ページ -
===

日本の大部分はもともと、ユーラシア大陸の東の端に位置していた、陸の塊であったとされます。
その後、大陸から裂けるように分裂し、徐々に日本列島が形づくられたようです。
時代は2000万年前のころとされます。

大陸から引き離された列島は、東北および西南の陸塊という、二つの陸塊として分離しました。
それぞれ回転して合体し、一つの列島を形成したため、「観音開き型」とも呼ばれるようです。

のちに日本となる陸塊に昆虫も乗ってきたので、日本の昆虫は大陸の系統の後継となっているとされます。
そのため、このような昆虫たちは「大陸の出店(サテライト)」とも称されることがあるようです。

では、日本の昆虫は、全部が大陸の後継と考えていいのでしょうか。

●海洋島から生まれた独自の系統
日本列島は、大陸から裂けて形成されたと言いましたが、他にも由来はあるようです。
海洋島と言われる諸島は、大陸から裂けてできたのではなく、海底火山の活動による隆起などによって形成されてきました。
大陸から裂けてできた部分とは別に、独立に諸島が形成されたと言われています。

このような性格をもつ海洋島には、大陸の昆虫の後継ではなく、別の系統の昆虫が渡ってきた可能性が指摘されています。
海洋島がつくられた当初は、当然、まだ昆虫たちはほとんどいません。
しかしその後、飛翔してきたり、海面に浮いて流されてきたりなど、海洋島に昆虫の系統がつくられていきます。

日本の場合、大陸から裂けてできたということと、同時に海洋島という部分もあわせ持ちます。

===

記録の抜粋 -
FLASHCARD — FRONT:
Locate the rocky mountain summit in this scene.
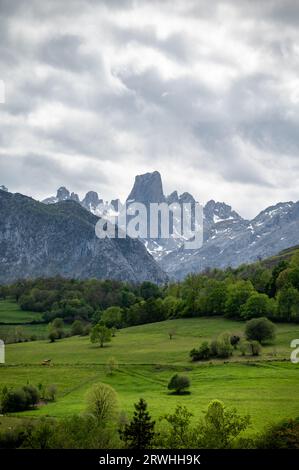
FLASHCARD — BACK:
[44,171,299,279]
[0,191,167,283]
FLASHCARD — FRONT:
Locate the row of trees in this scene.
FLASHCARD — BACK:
[0,251,299,328]
[190,317,276,361]
[0,384,299,449]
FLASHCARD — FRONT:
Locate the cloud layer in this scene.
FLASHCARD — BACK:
[0,0,299,217]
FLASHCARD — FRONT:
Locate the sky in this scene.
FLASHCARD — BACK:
[0,0,299,218]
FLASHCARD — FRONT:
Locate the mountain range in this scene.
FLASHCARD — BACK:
[0,171,299,282]
[0,190,167,283]
[44,171,299,279]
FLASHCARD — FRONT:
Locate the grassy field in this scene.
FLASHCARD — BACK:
[0,300,42,324]
[0,317,299,429]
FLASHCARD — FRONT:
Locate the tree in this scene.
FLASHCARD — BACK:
[49,318,64,342]
[163,295,182,318]
[197,400,250,449]
[257,418,299,450]
[167,374,190,395]
[248,340,262,356]
[1,385,40,413]
[119,398,156,449]
[90,323,111,348]
[101,307,122,328]
[196,279,227,315]
[225,280,255,318]
[230,334,241,349]
[277,287,299,321]
[71,320,84,336]
[168,328,176,339]
[140,281,160,300]
[48,328,59,343]
[86,383,117,423]
[241,292,276,320]
[161,405,193,449]
[105,357,118,375]
[216,333,233,359]
[190,341,211,361]
[245,317,276,343]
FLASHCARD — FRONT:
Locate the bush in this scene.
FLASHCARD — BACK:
[71,320,84,336]
[190,341,210,361]
[239,339,249,356]
[48,329,59,343]
[257,418,299,449]
[230,335,241,349]
[248,341,262,356]
[86,383,117,423]
[168,374,190,395]
[216,333,233,359]
[245,317,275,343]
[241,292,276,320]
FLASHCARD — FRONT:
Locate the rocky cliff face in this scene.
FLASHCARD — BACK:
[127,171,165,204]
[0,191,166,283]
[41,171,299,279]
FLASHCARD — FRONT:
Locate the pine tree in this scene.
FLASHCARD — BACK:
[119,398,156,449]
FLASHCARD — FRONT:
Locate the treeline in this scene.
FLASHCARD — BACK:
[0,392,299,450]
[0,251,299,328]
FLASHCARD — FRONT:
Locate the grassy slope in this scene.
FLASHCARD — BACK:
[0,300,41,324]
[0,318,299,429]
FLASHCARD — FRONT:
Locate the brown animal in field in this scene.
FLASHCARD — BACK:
[41,359,52,366]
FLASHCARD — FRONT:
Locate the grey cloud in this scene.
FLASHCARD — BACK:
[0,0,299,217]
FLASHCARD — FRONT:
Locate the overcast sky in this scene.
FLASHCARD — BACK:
[0,0,299,217]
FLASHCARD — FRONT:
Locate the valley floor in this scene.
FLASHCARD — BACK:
[0,317,299,432]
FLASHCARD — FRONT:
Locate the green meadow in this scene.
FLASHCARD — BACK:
[0,317,299,432]
[0,300,42,325]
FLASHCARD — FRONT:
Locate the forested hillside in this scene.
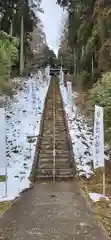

===

小問 A -
日本列島の成り立ちに関する文章のうち、「では、日本の昆虫は、全部が大陸の後継と考えていいのでしょうか。」から「大陸から裂けてできた部分とは別に、独立に諸島が形成されたと言われています。」までの箇所を、「海底火山」を「火山」に差し替えて編集し、示してください。
小問 B -
記録の中で「field」という語を含む行はいくつありますか。数のみを答えてください。

小問の解答 A -
では、日本の昆虫は、全部が大陸の後継と考えていいのでしょうか。

●海洋島から生まれた独自の系統
日本列島は、大陸から裂けて形成されたと言いましたが、他にも由来はあるようです。
海洋島と言われる諸島は、大陸から裂けてできたのではなく、火山の活動による隆起などによって形成されてきました。
大陸から裂けてできた部分とは別に、独立に諸島が形成されたと言われています。

小問の解答 B -
2